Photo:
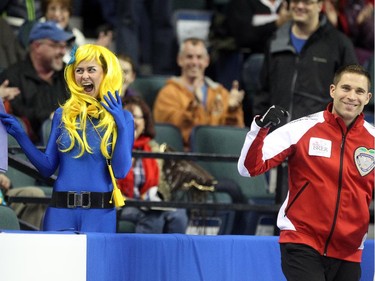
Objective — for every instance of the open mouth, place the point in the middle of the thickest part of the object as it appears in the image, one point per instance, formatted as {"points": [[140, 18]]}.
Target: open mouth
{"points": [[88, 87]]}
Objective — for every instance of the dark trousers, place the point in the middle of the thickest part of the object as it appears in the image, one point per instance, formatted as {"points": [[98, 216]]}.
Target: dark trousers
{"points": [[301, 262]]}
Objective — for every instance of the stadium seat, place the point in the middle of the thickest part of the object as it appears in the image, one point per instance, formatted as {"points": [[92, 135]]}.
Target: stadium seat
{"points": [[228, 140], [170, 134]]}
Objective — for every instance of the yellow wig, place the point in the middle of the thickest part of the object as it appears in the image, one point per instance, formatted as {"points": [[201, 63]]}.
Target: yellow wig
{"points": [[76, 108]]}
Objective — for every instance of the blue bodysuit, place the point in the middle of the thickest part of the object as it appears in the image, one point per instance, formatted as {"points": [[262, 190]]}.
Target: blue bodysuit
{"points": [[86, 173]]}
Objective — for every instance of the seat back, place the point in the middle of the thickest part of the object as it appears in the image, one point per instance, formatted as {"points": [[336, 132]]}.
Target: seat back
{"points": [[148, 87], [170, 134], [227, 140], [191, 23], [8, 218]]}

* **EXERCISE AIM**: Rewrite the material above with every "thickest part" replaced by "widest part" and everything else left unchanged. Leave out the pictures.

* **RESULT OF THE TASK**:
Photo:
Objective — for every instance of the open mouth, place the point in the middle of the widest part of the object as it appears in the image, one point per instance, formatted as {"points": [[140, 18]]}.
Target: open mouth
{"points": [[88, 87]]}
Objective — for every instance of the dark trousers, place the point in the middle of the widest part of the object as it appears in the image, one point per instance, formatted as {"points": [[98, 216]]}.
Target: dark trousers
{"points": [[301, 262]]}
Objective — for every instance of the stadium seat, place the point in the middle of the widest part of the object as it appears in the image, one point per instance, formatted as {"points": [[92, 135]]}.
Target: stadium seat
{"points": [[228, 140], [170, 134]]}
Objective — for every instance of the yellow wig, place the point in the middle of the widest part of the object as it appears in the image, one point per instance, formatted as {"points": [[201, 63]]}.
Target: yellow wig
{"points": [[76, 108]]}
Objective — for every instance of the blue bodysuit, place the point in the middle of the widest part of the object as it appears in the image, one point per instance, formatted as {"points": [[262, 190]]}.
Target: blue bodysuit
{"points": [[86, 173]]}
Objective — for every instance of the seat back, place the point in the middle of the widest part of the object as it appears in the image, one point per instance, formatted as {"points": [[336, 132]]}.
Target: seat back
{"points": [[148, 87], [170, 134], [227, 140], [191, 23], [8, 218]]}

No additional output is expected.